▶ _DIRECTIONS FOR THIS TASK_
In the entries that follow, find the line containing "target = stone monument"; from there, copy every line exactly through the line containing "target = black long-sleeve shirt".

▶ _GIVEN DATA_

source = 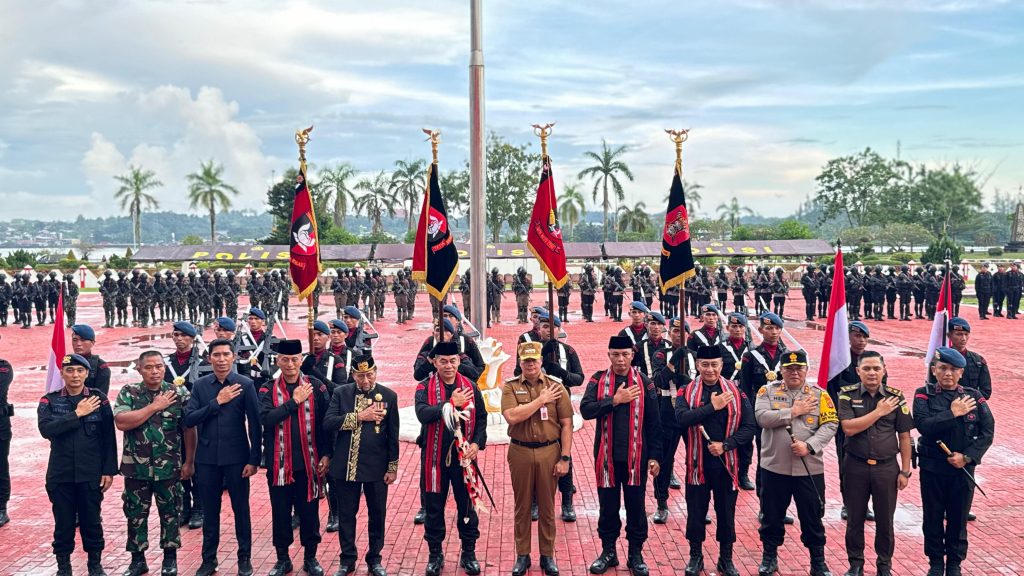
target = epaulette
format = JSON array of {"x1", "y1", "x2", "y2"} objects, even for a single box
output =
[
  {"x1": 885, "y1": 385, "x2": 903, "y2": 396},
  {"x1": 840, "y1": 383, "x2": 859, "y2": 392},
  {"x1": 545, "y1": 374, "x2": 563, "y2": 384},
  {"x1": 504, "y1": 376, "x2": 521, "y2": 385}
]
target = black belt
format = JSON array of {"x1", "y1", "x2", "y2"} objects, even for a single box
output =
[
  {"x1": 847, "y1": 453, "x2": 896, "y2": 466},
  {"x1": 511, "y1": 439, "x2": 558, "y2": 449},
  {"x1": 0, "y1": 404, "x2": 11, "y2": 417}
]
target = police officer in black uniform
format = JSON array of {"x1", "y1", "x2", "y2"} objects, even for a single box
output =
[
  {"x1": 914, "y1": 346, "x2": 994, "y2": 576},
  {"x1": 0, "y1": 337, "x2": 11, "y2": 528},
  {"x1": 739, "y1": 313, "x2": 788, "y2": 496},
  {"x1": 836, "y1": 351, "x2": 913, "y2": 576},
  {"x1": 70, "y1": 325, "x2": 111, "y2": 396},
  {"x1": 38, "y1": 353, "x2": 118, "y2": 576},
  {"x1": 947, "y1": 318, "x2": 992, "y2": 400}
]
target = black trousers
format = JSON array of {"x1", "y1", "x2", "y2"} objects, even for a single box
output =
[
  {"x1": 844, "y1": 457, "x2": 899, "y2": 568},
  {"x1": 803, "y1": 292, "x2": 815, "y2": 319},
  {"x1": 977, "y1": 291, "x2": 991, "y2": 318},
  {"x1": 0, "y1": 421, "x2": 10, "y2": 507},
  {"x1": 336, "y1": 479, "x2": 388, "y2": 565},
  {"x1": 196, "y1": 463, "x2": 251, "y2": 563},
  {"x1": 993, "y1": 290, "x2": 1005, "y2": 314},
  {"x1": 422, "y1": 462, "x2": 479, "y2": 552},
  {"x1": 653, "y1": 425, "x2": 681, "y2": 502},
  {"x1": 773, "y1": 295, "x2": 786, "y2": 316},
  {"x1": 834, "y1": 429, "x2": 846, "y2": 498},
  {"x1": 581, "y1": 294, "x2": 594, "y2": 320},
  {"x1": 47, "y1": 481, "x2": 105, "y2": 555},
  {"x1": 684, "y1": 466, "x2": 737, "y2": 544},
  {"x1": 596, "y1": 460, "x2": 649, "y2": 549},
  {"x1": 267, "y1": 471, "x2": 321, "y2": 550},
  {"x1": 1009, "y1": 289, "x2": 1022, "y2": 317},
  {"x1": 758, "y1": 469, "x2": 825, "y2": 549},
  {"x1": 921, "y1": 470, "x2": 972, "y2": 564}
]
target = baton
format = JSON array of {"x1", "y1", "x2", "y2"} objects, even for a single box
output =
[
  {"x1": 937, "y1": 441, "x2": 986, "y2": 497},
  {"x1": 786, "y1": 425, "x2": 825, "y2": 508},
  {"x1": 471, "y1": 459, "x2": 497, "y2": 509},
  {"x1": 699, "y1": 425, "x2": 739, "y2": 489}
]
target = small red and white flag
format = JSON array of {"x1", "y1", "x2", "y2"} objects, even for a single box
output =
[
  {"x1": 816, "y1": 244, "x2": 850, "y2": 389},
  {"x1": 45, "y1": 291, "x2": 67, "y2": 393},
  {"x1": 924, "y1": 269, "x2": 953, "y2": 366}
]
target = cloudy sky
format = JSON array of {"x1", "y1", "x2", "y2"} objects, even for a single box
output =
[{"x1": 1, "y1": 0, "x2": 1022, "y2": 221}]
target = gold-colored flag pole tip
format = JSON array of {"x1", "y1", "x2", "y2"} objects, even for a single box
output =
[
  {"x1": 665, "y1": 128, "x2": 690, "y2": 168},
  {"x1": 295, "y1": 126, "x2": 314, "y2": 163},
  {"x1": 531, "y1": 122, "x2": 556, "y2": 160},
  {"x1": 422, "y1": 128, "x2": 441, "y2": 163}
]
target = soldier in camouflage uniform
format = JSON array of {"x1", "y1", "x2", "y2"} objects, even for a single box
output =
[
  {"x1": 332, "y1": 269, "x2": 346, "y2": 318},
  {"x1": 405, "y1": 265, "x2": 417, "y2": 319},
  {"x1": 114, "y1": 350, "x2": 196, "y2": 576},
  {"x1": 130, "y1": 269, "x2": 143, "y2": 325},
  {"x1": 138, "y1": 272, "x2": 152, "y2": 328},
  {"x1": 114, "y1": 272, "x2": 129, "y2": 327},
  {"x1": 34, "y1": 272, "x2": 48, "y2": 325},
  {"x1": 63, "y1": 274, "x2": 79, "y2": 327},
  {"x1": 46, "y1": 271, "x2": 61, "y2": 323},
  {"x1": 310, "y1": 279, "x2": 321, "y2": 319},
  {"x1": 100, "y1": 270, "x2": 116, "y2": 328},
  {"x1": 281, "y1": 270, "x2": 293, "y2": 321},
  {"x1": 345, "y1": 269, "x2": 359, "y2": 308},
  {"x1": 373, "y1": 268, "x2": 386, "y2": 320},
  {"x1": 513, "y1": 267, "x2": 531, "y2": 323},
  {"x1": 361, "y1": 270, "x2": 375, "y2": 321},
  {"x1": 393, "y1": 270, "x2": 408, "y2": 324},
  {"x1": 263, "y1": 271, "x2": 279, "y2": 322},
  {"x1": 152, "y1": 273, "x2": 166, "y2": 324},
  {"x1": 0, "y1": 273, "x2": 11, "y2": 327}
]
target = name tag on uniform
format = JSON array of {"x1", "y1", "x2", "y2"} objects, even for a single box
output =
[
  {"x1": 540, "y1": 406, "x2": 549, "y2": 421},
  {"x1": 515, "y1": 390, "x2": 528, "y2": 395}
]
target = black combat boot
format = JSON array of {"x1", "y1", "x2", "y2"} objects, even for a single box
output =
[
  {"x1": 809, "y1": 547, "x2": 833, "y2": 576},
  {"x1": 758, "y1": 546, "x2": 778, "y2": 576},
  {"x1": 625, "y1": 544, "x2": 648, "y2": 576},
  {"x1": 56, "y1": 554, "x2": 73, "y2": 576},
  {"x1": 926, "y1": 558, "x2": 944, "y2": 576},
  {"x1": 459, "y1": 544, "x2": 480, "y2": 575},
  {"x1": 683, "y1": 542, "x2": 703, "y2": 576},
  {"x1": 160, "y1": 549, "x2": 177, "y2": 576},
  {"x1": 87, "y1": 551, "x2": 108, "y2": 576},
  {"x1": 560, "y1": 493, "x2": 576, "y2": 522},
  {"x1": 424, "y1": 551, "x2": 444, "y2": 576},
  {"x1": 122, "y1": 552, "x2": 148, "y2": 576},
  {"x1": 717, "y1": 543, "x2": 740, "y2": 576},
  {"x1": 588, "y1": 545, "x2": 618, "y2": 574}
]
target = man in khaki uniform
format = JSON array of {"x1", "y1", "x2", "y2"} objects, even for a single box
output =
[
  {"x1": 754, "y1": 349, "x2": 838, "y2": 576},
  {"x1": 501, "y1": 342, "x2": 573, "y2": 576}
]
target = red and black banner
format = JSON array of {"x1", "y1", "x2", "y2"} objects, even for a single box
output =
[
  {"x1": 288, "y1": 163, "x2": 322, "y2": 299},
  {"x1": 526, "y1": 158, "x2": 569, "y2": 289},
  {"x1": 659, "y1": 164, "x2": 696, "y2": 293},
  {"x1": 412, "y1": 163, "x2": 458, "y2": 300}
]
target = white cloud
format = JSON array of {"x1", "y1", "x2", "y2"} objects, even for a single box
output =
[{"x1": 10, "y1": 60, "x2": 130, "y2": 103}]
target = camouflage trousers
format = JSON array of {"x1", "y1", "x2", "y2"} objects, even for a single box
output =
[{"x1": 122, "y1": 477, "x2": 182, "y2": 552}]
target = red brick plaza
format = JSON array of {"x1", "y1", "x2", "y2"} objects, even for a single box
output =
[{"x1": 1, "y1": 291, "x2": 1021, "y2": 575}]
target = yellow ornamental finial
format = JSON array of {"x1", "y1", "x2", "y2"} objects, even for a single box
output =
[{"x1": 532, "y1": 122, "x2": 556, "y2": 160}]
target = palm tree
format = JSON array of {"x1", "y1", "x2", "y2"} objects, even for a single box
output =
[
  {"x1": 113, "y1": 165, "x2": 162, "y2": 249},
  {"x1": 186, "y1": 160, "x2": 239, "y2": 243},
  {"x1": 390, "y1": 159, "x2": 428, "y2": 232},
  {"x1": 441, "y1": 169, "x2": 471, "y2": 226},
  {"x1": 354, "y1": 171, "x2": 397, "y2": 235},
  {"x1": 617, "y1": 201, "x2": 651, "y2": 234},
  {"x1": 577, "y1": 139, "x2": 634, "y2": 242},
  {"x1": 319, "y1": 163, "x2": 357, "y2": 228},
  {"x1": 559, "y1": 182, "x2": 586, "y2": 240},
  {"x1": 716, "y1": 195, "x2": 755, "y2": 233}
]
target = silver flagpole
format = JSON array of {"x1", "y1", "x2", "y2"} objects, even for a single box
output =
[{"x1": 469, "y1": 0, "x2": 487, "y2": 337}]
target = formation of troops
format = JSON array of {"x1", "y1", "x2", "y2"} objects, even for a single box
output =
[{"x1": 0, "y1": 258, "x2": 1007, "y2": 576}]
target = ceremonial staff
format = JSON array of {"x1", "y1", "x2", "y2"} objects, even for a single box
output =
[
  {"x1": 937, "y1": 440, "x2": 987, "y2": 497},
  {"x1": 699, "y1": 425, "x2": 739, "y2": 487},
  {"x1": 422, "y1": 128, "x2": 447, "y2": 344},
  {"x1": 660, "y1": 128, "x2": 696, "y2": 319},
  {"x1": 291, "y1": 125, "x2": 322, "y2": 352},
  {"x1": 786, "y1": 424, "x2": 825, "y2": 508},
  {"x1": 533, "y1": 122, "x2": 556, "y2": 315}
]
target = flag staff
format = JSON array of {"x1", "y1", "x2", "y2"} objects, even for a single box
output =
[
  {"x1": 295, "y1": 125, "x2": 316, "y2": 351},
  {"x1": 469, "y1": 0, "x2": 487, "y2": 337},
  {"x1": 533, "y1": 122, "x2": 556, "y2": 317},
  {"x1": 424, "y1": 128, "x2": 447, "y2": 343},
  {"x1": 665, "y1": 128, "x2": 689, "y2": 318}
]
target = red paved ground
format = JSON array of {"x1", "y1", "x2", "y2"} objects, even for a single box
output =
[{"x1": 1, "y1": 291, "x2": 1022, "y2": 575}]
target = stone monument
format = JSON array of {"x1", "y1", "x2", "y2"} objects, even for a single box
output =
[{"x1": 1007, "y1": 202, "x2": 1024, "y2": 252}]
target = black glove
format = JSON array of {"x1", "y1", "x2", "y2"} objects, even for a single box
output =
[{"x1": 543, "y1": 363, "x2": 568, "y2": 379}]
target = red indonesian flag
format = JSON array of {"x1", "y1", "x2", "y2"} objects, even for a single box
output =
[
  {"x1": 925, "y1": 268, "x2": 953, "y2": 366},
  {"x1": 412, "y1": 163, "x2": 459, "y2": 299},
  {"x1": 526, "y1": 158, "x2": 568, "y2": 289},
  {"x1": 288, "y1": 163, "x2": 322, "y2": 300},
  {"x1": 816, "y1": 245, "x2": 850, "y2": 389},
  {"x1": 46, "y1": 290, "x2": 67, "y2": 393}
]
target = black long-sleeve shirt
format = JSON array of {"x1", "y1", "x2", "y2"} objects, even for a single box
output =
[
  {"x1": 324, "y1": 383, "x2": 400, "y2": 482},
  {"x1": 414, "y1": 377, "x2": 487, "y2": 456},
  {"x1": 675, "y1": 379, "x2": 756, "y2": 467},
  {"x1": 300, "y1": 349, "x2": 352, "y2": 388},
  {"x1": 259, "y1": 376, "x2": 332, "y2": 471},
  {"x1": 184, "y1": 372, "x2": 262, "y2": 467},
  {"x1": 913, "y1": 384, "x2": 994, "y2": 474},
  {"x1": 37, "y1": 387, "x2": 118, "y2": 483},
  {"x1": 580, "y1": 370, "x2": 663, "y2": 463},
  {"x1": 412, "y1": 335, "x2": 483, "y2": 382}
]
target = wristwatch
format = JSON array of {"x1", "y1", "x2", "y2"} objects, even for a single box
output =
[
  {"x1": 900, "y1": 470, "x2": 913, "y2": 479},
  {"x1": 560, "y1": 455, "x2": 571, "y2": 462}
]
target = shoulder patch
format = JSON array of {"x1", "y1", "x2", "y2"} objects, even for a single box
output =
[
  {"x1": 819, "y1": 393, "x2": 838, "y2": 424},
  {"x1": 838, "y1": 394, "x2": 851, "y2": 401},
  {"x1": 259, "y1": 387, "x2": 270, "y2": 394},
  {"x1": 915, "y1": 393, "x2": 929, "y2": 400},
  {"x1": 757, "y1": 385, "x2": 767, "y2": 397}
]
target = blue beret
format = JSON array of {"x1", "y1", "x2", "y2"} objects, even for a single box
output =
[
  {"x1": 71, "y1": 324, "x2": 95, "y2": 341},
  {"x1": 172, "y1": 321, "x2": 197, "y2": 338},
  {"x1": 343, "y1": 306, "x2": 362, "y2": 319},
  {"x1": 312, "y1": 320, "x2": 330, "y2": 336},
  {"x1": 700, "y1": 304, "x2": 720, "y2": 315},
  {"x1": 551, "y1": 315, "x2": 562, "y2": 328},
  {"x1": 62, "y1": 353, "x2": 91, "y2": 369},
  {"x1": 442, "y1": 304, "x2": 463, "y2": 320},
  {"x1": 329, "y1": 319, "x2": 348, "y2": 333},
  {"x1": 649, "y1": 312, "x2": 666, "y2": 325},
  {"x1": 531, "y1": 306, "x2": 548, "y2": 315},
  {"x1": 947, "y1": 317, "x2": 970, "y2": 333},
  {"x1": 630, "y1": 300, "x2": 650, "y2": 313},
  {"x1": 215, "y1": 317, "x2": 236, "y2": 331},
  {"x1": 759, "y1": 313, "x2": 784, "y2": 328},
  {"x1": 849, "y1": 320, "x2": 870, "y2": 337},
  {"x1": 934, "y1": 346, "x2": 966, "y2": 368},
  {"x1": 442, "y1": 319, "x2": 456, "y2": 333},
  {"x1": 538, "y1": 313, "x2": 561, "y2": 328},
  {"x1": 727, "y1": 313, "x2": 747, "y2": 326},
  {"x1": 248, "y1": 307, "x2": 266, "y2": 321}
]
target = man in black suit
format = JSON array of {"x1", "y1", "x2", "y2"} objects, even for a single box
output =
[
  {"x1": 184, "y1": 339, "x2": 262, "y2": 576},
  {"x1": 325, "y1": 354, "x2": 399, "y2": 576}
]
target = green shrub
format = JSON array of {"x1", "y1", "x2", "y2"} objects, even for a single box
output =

▶ _TASK RESPONSE_
target = stone monument
format = JSON array of {"x1", "y1", "x2", "y2"} objects, even for a single box
output =
[{"x1": 1007, "y1": 202, "x2": 1024, "y2": 252}]
target = black glove
format = JSON array of {"x1", "y1", "x2", "y2"} objects, even for a single box
output =
[{"x1": 543, "y1": 363, "x2": 568, "y2": 379}]
target = red indonesian flag
format = JSON array of {"x1", "y1", "x2", "y2"} objects, even for a single box
output =
[
  {"x1": 925, "y1": 268, "x2": 953, "y2": 366},
  {"x1": 412, "y1": 163, "x2": 459, "y2": 299},
  {"x1": 526, "y1": 158, "x2": 568, "y2": 289},
  {"x1": 288, "y1": 163, "x2": 322, "y2": 300},
  {"x1": 816, "y1": 245, "x2": 850, "y2": 389},
  {"x1": 46, "y1": 290, "x2": 67, "y2": 393}
]
target = black long-sleeve shirt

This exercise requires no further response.